#### Problem to solve:
Copy the lines below verbatim, beginning with the line that includes "The function indicates a point for each instance of the human" and continuing to the end; leave out everything before it.

--- Start of Materials provided ---

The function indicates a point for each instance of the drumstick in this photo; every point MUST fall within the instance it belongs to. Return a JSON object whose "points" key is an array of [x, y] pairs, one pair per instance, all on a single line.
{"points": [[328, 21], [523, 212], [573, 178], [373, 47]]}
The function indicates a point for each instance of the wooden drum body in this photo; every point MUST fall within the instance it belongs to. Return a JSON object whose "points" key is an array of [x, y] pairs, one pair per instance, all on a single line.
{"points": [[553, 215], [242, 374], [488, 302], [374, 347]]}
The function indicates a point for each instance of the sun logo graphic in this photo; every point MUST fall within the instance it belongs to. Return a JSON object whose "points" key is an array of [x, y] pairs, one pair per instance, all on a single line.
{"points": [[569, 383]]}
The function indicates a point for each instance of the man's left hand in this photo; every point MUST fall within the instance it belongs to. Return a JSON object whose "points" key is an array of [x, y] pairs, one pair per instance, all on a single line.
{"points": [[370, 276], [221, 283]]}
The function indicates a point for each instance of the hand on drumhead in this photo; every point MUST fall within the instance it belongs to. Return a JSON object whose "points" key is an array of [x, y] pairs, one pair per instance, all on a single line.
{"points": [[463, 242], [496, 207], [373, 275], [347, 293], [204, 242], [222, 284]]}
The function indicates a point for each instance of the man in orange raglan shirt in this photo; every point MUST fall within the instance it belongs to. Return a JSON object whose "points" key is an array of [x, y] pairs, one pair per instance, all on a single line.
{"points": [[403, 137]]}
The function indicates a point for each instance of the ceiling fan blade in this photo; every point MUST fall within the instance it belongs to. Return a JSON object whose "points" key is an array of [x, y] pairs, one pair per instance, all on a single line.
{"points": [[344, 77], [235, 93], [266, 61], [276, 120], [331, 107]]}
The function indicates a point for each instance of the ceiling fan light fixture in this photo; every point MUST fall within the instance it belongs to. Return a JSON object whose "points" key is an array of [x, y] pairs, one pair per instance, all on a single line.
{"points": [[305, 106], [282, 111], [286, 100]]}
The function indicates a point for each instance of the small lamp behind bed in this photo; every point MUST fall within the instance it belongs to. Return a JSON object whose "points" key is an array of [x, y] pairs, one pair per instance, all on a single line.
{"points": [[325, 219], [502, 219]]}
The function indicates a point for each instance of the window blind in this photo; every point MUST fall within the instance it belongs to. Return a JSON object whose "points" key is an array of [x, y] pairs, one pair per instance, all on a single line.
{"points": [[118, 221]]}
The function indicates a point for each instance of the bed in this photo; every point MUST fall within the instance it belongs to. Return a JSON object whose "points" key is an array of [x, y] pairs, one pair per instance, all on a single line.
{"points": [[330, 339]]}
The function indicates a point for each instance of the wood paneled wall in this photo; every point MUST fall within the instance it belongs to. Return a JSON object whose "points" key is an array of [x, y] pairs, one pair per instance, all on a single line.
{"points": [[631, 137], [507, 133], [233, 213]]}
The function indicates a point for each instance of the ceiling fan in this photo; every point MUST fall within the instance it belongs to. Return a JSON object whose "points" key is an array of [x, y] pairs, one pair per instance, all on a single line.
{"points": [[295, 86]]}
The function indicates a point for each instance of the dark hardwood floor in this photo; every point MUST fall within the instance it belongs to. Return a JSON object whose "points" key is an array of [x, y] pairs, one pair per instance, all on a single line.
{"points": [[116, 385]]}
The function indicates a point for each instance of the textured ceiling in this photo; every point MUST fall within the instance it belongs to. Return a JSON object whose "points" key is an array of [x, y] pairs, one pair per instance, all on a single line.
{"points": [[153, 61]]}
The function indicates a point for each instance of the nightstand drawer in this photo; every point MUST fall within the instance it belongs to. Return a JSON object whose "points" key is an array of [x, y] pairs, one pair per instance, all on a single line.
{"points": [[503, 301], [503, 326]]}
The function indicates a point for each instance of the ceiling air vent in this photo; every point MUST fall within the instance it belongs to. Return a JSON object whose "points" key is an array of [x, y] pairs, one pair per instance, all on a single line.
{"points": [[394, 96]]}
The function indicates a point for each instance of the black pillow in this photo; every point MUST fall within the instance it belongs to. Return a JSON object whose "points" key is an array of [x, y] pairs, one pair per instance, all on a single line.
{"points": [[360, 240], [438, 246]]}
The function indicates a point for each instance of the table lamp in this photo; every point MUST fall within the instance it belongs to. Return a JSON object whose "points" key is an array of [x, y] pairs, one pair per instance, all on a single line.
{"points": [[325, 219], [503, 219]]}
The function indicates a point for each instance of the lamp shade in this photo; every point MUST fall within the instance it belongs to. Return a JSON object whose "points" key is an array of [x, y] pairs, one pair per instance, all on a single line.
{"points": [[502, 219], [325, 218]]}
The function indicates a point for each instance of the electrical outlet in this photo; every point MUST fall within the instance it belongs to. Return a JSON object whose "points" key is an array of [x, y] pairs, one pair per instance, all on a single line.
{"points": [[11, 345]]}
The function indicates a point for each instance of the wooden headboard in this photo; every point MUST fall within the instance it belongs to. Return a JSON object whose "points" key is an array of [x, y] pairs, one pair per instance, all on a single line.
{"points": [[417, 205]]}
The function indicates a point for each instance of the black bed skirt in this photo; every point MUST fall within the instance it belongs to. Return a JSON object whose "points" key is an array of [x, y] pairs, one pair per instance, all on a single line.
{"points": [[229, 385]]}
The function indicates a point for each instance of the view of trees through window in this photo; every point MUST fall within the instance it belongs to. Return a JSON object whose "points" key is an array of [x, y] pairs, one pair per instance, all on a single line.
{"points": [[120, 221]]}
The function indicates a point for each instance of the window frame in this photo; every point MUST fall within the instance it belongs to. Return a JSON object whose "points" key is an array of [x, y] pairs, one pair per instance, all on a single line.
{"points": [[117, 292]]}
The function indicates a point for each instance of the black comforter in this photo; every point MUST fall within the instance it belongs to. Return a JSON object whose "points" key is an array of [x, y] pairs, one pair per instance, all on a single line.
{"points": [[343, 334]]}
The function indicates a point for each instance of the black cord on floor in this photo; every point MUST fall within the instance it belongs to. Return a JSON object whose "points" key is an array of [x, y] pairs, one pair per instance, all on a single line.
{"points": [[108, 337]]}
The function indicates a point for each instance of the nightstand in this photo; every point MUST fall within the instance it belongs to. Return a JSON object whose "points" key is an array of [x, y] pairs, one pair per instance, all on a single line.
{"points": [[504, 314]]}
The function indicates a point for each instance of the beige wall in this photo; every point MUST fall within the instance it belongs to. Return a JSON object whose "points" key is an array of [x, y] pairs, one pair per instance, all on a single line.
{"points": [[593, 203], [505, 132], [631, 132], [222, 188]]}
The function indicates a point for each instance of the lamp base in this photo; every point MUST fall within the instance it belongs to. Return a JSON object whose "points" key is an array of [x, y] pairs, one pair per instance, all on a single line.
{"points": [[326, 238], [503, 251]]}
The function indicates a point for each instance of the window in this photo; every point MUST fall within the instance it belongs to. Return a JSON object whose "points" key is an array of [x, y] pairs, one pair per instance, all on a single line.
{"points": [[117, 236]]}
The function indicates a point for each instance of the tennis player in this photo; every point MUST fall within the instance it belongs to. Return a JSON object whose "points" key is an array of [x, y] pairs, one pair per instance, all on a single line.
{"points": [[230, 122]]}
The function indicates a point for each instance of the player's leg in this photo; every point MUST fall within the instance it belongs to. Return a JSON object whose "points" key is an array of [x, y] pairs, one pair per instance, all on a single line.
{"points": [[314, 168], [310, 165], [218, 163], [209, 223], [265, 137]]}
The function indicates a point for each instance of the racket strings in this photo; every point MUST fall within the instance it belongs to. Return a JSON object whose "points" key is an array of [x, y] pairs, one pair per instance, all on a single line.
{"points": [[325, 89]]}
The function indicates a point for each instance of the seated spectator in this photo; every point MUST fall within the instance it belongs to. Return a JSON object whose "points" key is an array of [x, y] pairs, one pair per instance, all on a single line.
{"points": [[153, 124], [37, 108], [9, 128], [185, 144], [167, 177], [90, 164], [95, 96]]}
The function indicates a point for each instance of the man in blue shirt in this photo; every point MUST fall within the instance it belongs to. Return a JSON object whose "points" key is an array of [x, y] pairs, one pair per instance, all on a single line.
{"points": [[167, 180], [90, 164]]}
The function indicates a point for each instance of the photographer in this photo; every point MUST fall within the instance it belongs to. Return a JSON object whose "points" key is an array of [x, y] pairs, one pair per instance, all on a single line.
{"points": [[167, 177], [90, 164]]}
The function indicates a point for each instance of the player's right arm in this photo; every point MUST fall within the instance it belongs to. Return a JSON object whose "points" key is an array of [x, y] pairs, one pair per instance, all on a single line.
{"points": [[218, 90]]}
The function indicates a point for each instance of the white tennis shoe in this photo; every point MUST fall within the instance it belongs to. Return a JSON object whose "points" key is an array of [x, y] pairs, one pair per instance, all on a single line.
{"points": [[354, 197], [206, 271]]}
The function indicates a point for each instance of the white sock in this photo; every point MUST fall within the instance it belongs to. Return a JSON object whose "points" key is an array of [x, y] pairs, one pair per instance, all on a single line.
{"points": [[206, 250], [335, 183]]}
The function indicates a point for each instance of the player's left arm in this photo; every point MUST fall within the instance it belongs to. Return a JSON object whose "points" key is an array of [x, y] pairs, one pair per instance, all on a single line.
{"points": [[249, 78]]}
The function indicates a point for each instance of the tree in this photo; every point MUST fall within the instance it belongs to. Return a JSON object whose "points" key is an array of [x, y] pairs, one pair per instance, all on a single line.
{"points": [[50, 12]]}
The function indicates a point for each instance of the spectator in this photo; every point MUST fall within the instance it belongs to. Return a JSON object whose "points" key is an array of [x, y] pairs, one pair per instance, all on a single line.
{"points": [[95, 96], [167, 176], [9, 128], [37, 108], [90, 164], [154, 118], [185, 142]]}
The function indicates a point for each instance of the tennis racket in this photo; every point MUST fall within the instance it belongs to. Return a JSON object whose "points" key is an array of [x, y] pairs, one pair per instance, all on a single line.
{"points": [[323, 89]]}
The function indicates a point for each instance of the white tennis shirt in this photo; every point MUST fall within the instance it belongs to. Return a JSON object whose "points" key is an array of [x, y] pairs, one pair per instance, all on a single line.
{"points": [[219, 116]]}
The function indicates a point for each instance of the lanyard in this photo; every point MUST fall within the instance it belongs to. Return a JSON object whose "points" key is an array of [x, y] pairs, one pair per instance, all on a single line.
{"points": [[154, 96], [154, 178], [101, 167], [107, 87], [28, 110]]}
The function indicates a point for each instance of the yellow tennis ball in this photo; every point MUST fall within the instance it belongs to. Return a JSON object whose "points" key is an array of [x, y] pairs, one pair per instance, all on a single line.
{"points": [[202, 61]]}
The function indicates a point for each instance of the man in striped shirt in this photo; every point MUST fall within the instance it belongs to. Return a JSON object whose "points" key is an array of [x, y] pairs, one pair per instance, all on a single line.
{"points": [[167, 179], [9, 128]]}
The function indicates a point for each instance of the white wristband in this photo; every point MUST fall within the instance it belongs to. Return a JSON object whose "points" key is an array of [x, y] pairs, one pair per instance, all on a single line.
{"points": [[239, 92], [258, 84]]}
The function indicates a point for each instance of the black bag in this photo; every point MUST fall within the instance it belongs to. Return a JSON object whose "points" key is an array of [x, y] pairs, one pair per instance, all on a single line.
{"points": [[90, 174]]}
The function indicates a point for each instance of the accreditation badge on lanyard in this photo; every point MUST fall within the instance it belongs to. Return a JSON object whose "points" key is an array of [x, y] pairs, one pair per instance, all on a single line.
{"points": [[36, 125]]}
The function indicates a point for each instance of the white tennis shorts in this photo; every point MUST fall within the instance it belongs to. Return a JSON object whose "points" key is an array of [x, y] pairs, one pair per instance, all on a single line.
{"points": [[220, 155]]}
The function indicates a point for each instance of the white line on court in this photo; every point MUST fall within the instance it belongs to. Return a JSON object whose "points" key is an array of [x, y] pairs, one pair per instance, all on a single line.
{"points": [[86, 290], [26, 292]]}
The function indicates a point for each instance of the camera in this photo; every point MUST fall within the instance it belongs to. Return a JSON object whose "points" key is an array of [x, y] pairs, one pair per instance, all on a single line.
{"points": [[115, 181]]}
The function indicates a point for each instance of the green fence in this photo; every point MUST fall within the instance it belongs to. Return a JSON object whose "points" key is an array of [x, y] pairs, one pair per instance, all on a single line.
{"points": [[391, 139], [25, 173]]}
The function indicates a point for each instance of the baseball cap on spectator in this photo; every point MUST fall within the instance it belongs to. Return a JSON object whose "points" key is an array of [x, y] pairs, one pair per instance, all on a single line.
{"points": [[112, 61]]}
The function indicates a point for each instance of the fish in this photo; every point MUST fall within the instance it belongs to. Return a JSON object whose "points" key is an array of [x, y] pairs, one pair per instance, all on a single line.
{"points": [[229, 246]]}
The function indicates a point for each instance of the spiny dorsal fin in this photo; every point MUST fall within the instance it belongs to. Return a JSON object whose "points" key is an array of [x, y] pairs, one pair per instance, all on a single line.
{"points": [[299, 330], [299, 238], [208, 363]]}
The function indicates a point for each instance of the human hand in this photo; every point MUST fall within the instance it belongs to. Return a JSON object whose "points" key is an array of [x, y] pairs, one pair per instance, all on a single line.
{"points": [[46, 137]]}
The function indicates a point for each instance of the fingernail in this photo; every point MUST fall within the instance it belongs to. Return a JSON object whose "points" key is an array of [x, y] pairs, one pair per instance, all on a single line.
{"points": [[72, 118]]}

--- End of Materials provided ---

#### Full solution:
The function indicates a point for each instance of the human hand in this photo; every point MUST fall within the instance it belongs to. Return a JSON object whose "points" key is an array of [x, y] pairs, one pair per instance, all on a single line.
{"points": [[46, 137]]}
The function indicates a point for each instance of the fingernail in this photo; every point MUST fall within the instance it belongs to. Return a JSON object whose "points" key is an array of [x, y] pairs, one pair per instance, all on a single line.
{"points": [[72, 118]]}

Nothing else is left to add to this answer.